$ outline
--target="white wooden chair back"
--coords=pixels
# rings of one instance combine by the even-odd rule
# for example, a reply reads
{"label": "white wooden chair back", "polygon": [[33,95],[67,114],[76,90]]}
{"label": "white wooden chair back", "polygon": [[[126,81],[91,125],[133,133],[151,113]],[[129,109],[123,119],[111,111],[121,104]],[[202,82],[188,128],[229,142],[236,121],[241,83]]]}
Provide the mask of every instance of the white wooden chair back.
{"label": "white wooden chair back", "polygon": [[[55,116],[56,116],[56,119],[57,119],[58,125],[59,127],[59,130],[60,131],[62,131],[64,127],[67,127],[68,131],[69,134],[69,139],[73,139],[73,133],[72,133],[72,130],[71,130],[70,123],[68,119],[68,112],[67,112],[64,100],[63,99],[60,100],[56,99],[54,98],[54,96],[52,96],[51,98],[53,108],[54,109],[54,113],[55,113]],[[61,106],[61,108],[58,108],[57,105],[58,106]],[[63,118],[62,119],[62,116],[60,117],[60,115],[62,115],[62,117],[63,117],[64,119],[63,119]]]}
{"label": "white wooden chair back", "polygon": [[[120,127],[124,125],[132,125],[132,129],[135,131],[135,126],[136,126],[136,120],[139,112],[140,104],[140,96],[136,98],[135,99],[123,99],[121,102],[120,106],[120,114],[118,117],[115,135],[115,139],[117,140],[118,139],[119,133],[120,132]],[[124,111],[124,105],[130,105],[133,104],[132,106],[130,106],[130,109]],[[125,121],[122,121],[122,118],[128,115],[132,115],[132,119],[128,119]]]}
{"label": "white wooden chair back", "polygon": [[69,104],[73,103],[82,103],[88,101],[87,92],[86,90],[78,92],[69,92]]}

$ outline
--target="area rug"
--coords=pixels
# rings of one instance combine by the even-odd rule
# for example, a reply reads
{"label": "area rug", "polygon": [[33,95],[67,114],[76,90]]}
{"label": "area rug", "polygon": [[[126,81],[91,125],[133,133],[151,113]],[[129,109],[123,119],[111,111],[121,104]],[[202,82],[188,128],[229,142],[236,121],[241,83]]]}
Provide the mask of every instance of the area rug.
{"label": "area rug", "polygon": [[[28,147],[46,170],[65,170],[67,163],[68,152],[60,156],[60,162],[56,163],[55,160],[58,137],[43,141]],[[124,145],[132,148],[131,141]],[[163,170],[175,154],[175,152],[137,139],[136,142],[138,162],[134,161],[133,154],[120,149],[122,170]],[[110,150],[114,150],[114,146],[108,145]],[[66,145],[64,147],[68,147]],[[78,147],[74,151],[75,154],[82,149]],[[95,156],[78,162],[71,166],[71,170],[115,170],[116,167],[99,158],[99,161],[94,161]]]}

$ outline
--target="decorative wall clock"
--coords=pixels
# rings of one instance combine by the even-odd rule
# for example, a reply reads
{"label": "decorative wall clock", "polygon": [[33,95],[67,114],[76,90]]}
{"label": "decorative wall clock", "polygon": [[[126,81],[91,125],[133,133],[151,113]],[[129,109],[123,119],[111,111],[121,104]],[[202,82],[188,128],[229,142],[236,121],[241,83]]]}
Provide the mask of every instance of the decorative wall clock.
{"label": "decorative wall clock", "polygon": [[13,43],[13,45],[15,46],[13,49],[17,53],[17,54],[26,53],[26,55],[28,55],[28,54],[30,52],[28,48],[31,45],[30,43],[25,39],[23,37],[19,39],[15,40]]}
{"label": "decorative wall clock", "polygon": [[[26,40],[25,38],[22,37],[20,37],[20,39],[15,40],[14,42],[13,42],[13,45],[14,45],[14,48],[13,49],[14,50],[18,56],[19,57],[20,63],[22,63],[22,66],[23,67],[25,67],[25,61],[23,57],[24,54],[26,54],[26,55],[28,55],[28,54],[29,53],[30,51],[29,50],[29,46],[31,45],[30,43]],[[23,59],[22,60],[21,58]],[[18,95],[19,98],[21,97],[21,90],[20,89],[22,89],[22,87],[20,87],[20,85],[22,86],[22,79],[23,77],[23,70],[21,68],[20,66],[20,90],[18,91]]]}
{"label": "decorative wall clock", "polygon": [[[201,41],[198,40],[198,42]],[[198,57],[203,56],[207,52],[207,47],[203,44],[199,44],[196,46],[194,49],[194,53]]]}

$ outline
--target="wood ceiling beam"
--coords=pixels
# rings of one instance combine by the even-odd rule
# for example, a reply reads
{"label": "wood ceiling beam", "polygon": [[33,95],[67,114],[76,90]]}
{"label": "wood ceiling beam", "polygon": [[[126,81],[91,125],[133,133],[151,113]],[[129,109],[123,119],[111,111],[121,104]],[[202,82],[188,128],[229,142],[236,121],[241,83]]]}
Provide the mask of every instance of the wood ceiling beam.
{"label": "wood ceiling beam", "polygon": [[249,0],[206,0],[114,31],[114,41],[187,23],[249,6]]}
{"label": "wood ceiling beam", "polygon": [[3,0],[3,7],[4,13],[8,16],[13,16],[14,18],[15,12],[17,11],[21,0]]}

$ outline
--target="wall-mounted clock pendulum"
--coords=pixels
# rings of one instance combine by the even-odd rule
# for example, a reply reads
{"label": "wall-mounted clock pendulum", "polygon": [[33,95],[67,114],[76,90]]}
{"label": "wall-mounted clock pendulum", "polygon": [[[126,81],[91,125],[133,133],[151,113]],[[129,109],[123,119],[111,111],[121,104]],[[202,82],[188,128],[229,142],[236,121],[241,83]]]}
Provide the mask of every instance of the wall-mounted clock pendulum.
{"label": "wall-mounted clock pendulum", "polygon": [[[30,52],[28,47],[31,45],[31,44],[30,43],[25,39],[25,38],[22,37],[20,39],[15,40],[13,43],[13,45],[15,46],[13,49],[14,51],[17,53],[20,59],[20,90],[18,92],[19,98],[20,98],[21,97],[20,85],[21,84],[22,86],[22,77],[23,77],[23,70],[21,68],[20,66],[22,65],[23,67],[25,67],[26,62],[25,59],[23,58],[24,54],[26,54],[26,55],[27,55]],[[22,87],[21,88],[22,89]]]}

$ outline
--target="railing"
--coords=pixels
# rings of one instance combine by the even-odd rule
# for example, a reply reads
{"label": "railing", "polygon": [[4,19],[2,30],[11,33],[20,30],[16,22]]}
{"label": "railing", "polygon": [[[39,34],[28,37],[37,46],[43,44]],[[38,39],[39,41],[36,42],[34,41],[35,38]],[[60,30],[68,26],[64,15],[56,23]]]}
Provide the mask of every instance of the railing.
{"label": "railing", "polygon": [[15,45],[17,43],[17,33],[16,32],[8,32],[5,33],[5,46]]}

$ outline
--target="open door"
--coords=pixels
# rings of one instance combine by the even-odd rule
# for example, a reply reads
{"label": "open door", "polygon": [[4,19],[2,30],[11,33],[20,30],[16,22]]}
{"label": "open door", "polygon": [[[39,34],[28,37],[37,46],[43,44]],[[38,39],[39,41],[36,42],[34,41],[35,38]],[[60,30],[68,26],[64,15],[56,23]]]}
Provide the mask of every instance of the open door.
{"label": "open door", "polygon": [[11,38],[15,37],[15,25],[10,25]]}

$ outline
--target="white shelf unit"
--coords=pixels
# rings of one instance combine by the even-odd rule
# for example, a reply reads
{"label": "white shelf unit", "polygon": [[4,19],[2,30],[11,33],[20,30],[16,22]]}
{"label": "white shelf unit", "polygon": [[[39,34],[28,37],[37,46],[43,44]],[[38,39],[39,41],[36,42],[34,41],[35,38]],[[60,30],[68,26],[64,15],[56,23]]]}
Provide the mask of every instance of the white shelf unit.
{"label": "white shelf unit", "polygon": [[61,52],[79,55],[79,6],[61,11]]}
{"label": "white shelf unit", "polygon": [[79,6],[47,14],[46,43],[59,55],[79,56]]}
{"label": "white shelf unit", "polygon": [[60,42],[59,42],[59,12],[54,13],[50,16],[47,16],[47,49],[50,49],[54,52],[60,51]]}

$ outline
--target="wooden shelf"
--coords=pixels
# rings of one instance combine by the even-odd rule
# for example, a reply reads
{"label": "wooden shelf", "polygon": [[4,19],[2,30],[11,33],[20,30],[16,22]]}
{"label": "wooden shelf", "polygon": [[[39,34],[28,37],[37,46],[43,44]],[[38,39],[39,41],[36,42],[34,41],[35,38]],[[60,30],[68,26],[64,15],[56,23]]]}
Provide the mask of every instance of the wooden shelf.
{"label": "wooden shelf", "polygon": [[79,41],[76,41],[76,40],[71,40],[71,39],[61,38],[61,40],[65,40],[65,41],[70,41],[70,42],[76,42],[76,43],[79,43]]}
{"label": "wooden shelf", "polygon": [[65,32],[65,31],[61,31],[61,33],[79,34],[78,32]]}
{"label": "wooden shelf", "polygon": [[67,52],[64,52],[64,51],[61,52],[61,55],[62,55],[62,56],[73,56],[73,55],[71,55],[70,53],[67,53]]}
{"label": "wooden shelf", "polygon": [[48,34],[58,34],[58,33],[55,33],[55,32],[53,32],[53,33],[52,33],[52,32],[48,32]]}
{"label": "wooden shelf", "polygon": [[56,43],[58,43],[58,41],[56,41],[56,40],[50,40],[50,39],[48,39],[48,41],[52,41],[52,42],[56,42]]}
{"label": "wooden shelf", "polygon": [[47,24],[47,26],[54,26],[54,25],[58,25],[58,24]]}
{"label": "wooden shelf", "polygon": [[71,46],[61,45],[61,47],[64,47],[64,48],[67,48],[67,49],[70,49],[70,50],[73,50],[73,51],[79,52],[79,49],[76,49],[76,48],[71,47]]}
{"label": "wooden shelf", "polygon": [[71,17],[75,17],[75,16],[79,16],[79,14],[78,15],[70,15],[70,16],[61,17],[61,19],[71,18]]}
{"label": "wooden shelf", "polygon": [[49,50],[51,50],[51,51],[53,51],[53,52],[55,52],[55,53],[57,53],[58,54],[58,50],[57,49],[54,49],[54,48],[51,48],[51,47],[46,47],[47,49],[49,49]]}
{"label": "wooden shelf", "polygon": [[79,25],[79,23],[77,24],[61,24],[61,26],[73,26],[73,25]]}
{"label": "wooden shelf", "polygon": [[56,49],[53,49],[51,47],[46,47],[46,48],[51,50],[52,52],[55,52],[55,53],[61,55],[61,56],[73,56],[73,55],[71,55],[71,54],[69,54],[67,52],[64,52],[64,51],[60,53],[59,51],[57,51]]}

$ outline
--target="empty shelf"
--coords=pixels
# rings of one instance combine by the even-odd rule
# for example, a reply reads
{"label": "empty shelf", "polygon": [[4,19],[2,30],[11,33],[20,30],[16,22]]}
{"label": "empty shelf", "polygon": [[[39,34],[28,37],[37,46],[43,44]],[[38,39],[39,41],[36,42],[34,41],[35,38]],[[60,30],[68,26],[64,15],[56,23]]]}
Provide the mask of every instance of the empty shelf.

────────────────────────────────────────

Reproduce verbatim the entries from the very beginning through the line containing "Provide the mask of every instance of the white wooden", including that line.

- **COMPLETED TASK**
$ outline
--target="white wooden chair back"
--coords=pixels
# rings of one instance combine by the even-odd rule
# for example, a reply reads
{"label": "white wooden chair back", "polygon": [[33,95],[67,114],[76,90]]}
{"label": "white wooden chair back", "polygon": [[[126,81],[91,125],[133,133],[151,113]],[[129,109],[123,119],[111,111],[121,104]],[[202,82],[188,128],[229,142],[236,121],[241,83]]]}
Provide the mask of every instance of the white wooden chair back.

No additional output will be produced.